Retype, without alteration, each line from the line containing "of the brick" to the final line of the records.

══ WORKING DATA ══

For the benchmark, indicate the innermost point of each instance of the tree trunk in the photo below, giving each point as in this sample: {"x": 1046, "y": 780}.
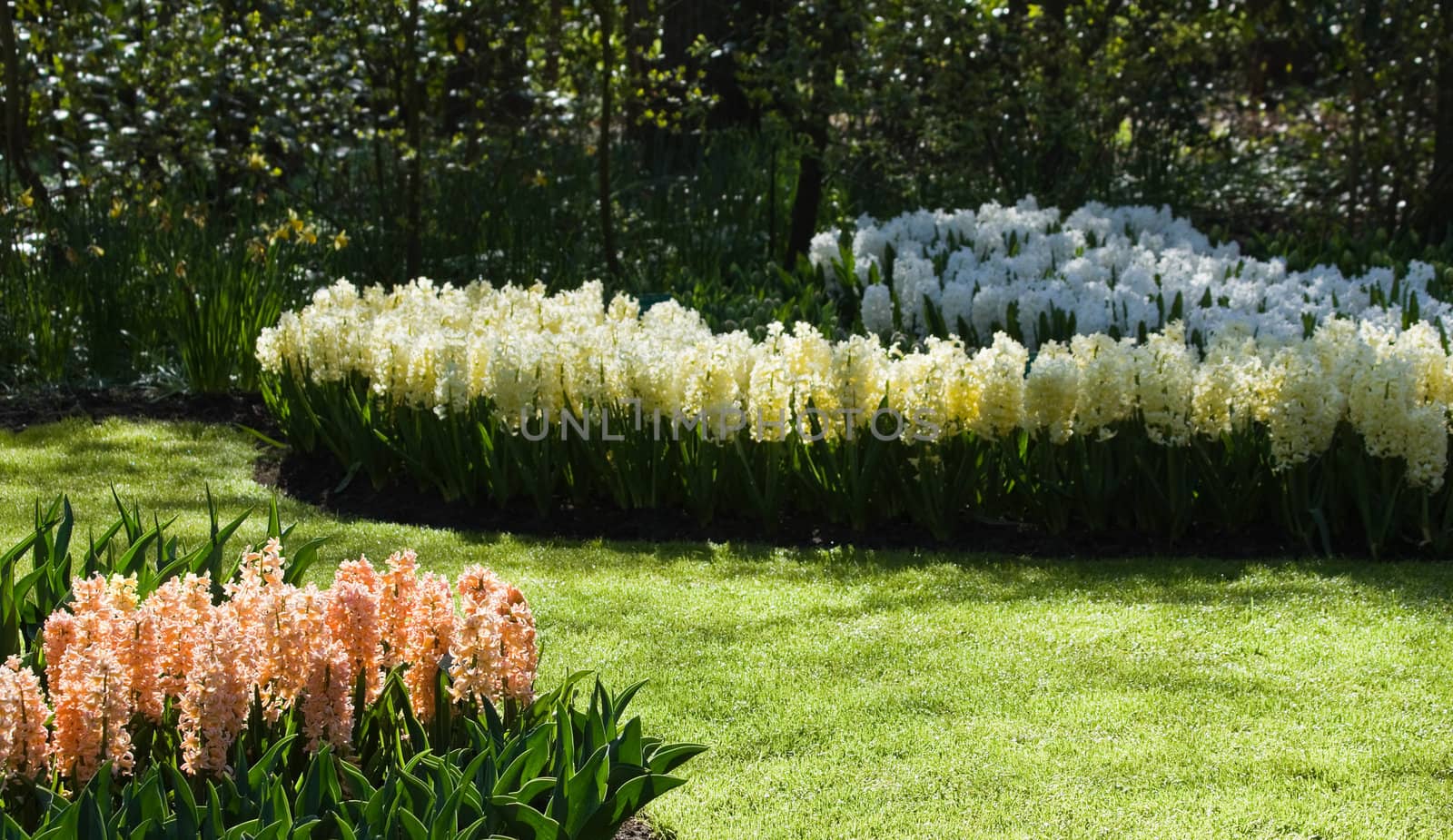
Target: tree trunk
{"x": 1438, "y": 214}
{"x": 608, "y": 224}
{"x": 414, "y": 121}
{"x": 16, "y": 149}
{"x": 808, "y": 196}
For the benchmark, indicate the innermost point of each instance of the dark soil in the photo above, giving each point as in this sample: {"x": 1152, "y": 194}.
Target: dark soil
{"x": 26, "y": 409}
{"x": 320, "y": 479}
{"x": 636, "y": 830}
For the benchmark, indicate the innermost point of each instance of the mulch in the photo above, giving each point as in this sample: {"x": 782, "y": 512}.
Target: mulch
{"x": 33, "y": 407}
{"x": 636, "y": 830}
{"x": 319, "y": 479}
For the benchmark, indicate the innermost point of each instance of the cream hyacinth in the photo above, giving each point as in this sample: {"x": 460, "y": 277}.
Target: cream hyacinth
{"x": 523, "y": 355}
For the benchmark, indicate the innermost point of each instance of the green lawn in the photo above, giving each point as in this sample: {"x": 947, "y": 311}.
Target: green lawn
{"x": 930, "y": 695}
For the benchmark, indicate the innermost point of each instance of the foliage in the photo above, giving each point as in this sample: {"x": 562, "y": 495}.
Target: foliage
{"x": 454, "y": 769}
{"x": 461, "y": 142}
{"x": 127, "y": 547}
{"x": 563, "y": 774}
{"x": 503, "y": 396}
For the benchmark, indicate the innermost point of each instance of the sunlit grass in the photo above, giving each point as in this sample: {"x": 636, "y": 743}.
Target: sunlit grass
{"x": 929, "y": 695}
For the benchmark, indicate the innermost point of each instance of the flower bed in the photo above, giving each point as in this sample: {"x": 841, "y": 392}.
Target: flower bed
{"x": 499, "y": 394}
{"x": 164, "y": 705}
{"x": 1125, "y": 271}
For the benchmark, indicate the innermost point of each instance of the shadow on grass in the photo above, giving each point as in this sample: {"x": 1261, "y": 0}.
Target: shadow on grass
{"x": 171, "y": 465}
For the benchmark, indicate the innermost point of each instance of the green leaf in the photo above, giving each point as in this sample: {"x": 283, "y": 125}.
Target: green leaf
{"x": 668, "y": 757}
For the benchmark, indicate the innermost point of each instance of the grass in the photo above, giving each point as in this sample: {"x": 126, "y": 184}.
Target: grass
{"x": 856, "y": 694}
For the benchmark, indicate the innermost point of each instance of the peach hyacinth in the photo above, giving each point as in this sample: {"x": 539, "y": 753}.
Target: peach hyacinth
{"x": 115, "y": 660}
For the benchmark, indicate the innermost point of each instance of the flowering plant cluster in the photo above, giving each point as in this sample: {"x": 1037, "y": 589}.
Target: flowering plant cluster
{"x": 116, "y": 663}
{"x": 173, "y": 701}
{"x": 1102, "y": 269}
{"x": 509, "y": 391}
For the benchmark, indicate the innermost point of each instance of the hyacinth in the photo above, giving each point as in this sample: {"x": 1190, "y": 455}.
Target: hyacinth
{"x": 353, "y": 621}
{"x": 1106, "y": 266}
{"x": 115, "y": 660}
{"x": 92, "y": 712}
{"x": 327, "y": 707}
{"x": 428, "y": 631}
{"x": 493, "y": 651}
{"x": 522, "y": 355}
{"x": 24, "y": 738}
{"x": 214, "y": 704}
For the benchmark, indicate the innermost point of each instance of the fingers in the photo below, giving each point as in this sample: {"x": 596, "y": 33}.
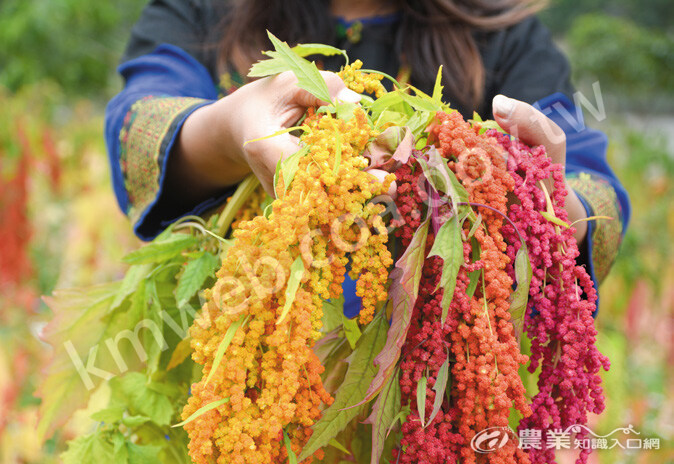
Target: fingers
{"x": 530, "y": 126}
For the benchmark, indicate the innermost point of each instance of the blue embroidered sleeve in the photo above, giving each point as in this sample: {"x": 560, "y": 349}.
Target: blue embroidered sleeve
{"x": 141, "y": 124}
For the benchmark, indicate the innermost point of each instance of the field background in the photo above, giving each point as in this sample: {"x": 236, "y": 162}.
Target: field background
{"x": 60, "y": 225}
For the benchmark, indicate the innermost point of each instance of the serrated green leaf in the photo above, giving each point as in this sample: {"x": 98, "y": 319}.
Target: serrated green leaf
{"x": 405, "y": 279}
{"x": 338, "y": 154}
{"x": 421, "y": 399}
{"x": 358, "y": 377}
{"x": 335, "y": 444}
{"x": 164, "y": 250}
{"x": 288, "y": 167}
{"x": 308, "y": 76}
{"x": 333, "y": 311}
{"x": 319, "y": 49}
{"x": 134, "y": 391}
{"x": 195, "y": 274}
{"x": 443, "y": 180}
{"x": 384, "y": 412}
{"x": 421, "y": 104}
{"x": 554, "y": 219}
{"x": 268, "y": 67}
{"x": 439, "y": 389}
{"x": 351, "y": 330}
{"x": 130, "y": 283}
{"x": 296, "y": 273}
{"x": 275, "y": 134}
{"x": 224, "y": 344}
{"x": 292, "y": 457}
{"x": 135, "y": 421}
{"x": 449, "y": 247}
{"x": 437, "y": 88}
{"x": 145, "y": 454}
{"x": 90, "y": 449}
{"x": 201, "y": 411}
{"x": 520, "y": 297}
{"x": 109, "y": 415}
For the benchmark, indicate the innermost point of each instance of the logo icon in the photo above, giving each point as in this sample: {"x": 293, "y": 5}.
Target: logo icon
{"x": 491, "y": 439}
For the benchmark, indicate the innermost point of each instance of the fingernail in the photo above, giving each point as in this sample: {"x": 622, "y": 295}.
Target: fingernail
{"x": 348, "y": 96}
{"x": 503, "y": 106}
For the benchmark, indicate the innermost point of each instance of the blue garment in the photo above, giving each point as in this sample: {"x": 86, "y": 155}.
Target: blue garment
{"x": 169, "y": 71}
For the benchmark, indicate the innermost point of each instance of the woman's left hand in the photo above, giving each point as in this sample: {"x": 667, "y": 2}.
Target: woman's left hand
{"x": 534, "y": 128}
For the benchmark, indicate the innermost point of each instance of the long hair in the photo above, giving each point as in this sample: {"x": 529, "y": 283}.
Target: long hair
{"x": 432, "y": 33}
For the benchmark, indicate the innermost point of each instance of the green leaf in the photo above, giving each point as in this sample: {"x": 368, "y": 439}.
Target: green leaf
{"x": 443, "y": 180}
{"x": 351, "y": 330}
{"x": 437, "y": 88}
{"x": 308, "y": 76}
{"x": 554, "y": 219}
{"x": 90, "y": 449}
{"x": 520, "y": 297}
{"x": 449, "y": 247}
{"x": 195, "y": 274}
{"x": 269, "y": 67}
{"x": 224, "y": 344}
{"x": 439, "y": 389}
{"x": 421, "y": 103}
{"x": 358, "y": 377}
{"x": 81, "y": 324}
{"x": 384, "y": 412}
{"x": 275, "y": 134}
{"x": 474, "y": 277}
{"x": 288, "y": 167}
{"x": 421, "y": 399}
{"x": 145, "y": 454}
{"x": 201, "y": 411}
{"x": 404, "y": 290}
{"x": 164, "y": 250}
{"x": 130, "y": 283}
{"x": 109, "y": 415}
{"x": 338, "y": 154}
{"x": 335, "y": 444}
{"x": 135, "y": 391}
{"x": 292, "y": 457}
{"x": 319, "y": 49}
{"x": 296, "y": 273}
{"x": 135, "y": 421}
{"x": 333, "y": 311}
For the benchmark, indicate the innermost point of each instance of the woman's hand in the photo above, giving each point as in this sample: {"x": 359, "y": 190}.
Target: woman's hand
{"x": 534, "y": 128}
{"x": 210, "y": 152}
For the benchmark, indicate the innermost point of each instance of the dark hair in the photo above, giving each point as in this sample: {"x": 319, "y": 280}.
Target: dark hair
{"x": 433, "y": 32}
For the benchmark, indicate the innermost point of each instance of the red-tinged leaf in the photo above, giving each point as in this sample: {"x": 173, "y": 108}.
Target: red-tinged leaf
{"x": 439, "y": 389}
{"x": 449, "y": 247}
{"x": 359, "y": 375}
{"x": 384, "y": 412}
{"x": 390, "y": 149}
{"x": 404, "y": 290}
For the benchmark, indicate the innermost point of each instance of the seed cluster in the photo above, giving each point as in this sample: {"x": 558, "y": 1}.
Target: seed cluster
{"x": 269, "y": 376}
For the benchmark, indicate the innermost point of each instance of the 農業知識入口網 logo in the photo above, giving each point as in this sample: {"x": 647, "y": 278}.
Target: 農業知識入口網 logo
{"x": 573, "y": 437}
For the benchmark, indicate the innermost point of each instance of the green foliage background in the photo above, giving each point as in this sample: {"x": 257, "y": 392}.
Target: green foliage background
{"x": 57, "y": 69}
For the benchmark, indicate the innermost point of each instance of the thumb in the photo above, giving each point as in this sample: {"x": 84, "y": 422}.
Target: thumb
{"x": 530, "y": 126}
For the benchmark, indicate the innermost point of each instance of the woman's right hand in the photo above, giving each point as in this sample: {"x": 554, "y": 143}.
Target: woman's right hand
{"x": 210, "y": 151}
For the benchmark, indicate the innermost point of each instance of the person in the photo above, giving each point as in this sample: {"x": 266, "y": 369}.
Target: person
{"x": 176, "y": 146}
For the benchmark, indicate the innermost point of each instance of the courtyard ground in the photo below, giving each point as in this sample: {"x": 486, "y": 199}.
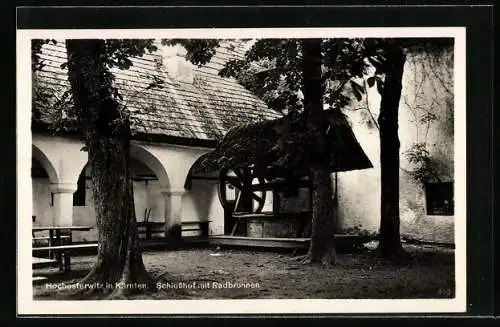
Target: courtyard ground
{"x": 210, "y": 273}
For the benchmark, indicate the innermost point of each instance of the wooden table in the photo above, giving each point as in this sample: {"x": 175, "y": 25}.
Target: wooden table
{"x": 55, "y": 239}
{"x": 55, "y": 232}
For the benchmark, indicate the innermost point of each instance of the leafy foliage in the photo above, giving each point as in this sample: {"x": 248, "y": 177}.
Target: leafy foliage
{"x": 36, "y": 48}
{"x": 424, "y": 169}
{"x": 272, "y": 69}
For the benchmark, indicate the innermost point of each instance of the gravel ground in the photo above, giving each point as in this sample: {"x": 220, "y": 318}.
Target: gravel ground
{"x": 250, "y": 274}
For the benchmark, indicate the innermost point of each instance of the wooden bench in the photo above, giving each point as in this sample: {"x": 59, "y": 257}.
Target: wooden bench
{"x": 152, "y": 228}
{"x": 196, "y": 226}
{"x": 42, "y": 262}
{"x": 63, "y": 253}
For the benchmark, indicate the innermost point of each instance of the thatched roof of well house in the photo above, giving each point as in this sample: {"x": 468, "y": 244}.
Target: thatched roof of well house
{"x": 257, "y": 145}
{"x": 204, "y": 109}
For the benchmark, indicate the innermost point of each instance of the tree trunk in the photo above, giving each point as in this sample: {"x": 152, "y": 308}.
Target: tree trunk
{"x": 119, "y": 269}
{"x": 321, "y": 248}
{"x": 390, "y": 240}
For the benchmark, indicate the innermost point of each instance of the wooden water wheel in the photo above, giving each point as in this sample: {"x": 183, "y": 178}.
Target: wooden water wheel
{"x": 243, "y": 184}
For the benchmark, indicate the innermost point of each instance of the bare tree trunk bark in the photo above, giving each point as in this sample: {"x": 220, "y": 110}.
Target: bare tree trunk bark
{"x": 119, "y": 268}
{"x": 322, "y": 247}
{"x": 390, "y": 239}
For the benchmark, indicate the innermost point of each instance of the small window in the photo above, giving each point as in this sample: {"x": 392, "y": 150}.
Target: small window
{"x": 439, "y": 199}
{"x": 79, "y": 195}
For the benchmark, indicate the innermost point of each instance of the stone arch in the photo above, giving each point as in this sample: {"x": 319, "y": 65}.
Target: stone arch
{"x": 46, "y": 163}
{"x": 140, "y": 153}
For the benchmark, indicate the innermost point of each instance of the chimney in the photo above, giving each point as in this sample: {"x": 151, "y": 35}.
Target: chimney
{"x": 176, "y": 65}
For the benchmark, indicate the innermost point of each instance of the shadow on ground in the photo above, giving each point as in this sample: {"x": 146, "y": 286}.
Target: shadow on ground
{"x": 243, "y": 274}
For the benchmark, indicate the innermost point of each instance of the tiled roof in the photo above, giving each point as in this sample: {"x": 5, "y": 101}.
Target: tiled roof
{"x": 204, "y": 109}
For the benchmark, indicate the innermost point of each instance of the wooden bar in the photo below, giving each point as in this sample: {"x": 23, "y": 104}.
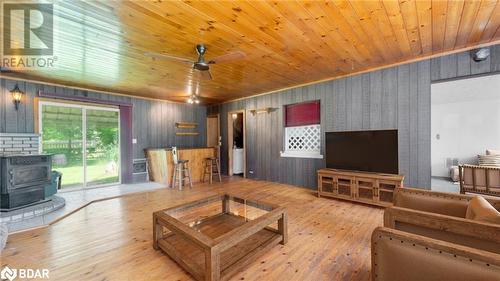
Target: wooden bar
{"x": 161, "y": 164}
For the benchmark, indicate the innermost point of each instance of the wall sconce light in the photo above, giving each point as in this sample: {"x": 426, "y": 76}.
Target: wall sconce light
{"x": 17, "y": 95}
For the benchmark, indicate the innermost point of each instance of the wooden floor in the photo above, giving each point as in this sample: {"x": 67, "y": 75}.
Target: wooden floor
{"x": 112, "y": 240}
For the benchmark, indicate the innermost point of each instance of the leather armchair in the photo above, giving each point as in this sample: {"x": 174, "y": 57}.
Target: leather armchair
{"x": 426, "y": 237}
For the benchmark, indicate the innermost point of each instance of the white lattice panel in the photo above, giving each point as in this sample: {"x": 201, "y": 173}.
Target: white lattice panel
{"x": 303, "y": 139}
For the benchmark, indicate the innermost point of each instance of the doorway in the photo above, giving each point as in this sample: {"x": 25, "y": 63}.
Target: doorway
{"x": 84, "y": 141}
{"x": 465, "y": 123}
{"x": 213, "y": 130}
{"x": 236, "y": 142}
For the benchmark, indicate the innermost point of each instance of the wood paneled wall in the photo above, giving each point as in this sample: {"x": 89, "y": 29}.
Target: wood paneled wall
{"x": 392, "y": 98}
{"x": 153, "y": 121}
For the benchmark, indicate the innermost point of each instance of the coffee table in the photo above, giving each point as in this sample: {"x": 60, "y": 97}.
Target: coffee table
{"x": 215, "y": 237}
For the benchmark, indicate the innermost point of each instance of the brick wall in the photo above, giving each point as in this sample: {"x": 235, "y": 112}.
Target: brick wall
{"x": 14, "y": 143}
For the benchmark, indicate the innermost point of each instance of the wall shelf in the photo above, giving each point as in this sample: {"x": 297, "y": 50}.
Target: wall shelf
{"x": 187, "y": 133}
{"x": 186, "y": 125}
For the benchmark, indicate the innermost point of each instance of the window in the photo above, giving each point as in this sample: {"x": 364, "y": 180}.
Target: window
{"x": 302, "y": 130}
{"x": 84, "y": 141}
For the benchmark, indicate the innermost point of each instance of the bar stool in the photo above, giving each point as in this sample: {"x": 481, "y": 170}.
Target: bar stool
{"x": 212, "y": 163}
{"x": 181, "y": 170}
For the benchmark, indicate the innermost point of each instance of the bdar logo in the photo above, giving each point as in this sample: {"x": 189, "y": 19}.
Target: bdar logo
{"x": 8, "y": 273}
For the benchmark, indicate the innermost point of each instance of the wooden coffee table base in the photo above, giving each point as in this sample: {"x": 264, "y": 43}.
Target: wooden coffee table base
{"x": 222, "y": 244}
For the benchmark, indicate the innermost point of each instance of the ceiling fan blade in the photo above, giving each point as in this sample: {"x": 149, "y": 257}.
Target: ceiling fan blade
{"x": 228, "y": 57}
{"x": 168, "y": 57}
{"x": 206, "y": 75}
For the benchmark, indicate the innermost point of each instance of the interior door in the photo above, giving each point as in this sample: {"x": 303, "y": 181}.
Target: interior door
{"x": 213, "y": 131}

═══

* **FINAL RESULT**
For the benchmark, indicate the innermost point of each instance of the brick wall in the photo above, giving each point as in this sample: {"x": 235, "y": 112}.
Target: brick wall
{"x": 14, "y": 143}
For the benchmark, indicate the innermost point of each instance of the wall shelf in the photo above, giving each point as in this sample: {"x": 297, "y": 50}.
Target: wall shelf
{"x": 187, "y": 133}
{"x": 186, "y": 125}
For the benchmark, indicate the innermost point of each instance of the window in the photo above, giving each point as in this sample: {"x": 364, "y": 180}.
Target: window
{"x": 302, "y": 130}
{"x": 84, "y": 141}
For the benchmark, indicate the innermost point of each instance of the bar stool in the photo above, giving each point as in this sample: {"x": 481, "y": 170}.
Target: bar stool
{"x": 212, "y": 163}
{"x": 181, "y": 170}
For the benchmark, indicate the innermost point of each instance of the bdar logo in the photo above, giving each point as in this sample: {"x": 189, "y": 19}.
Target: bdar logo
{"x": 8, "y": 273}
For the benchmark, indicate the innermost point of each instance of the wooden coffee table base in the photo above, giving each point as in this sample: {"x": 264, "y": 43}.
Target: wooden coffee table base
{"x": 222, "y": 244}
For the benchmark, indicate the innermost point of each instance of the ceiling fan blade in the photo above, giving each point as in this sample: {"x": 149, "y": 257}.
Target: ceiling fan blade
{"x": 228, "y": 57}
{"x": 168, "y": 57}
{"x": 206, "y": 75}
For the benchmark, indicate the innermost point of each instance of the interior door in the photo above, giving each point as in this sample: {"x": 303, "y": 181}.
Target: interior door
{"x": 213, "y": 131}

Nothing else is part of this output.